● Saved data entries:
·····
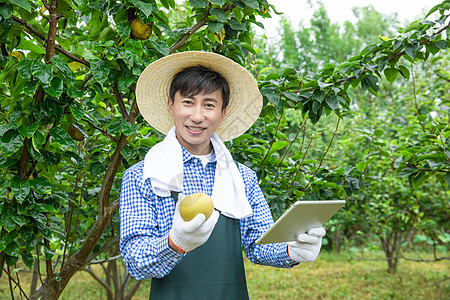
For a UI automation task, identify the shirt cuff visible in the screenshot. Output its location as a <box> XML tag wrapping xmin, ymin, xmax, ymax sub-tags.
<box><xmin>158</xmin><ymin>233</ymin><xmax>186</xmax><ymax>259</ymax></box>
<box><xmin>280</xmin><ymin>244</ymin><xmax>299</xmax><ymax>267</ymax></box>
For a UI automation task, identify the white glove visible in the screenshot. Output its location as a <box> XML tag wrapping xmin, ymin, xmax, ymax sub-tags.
<box><xmin>287</xmin><ymin>227</ymin><xmax>326</xmax><ymax>263</ymax></box>
<box><xmin>169</xmin><ymin>194</ymin><xmax>220</xmax><ymax>252</ymax></box>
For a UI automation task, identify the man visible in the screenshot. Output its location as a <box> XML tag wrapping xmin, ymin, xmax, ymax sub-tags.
·····
● About this task: Your answer must be an exact repeat of the records above, with no pictures in it.

● Solution below:
For a UI automation task, identify the shirt cuff visible in the screenshot. Output its location as a <box> XML tag wrapping xmin, ymin, xmax, ymax sub-tags.
<box><xmin>158</xmin><ymin>233</ymin><xmax>186</xmax><ymax>259</ymax></box>
<box><xmin>280</xmin><ymin>244</ymin><xmax>299</xmax><ymax>267</ymax></box>
For a UI automation task, identify the white glove visible in the screenshot. Output its location as a <box> XML tag wrapping xmin, ymin, xmax, ymax sub-tags.
<box><xmin>287</xmin><ymin>227</ymin><xmax>326</xmax><ymax>263</ymax></box>
<box><xmin>169</xmin><ymin>194</ymin><xmax>220</xmax><ymax>252</ymax></box>
For a UI automation task, identify the man visible in the screenshot. Output its location as a <box> XML tag wrapping xmin, ymin, xmax, ymax sub-tags.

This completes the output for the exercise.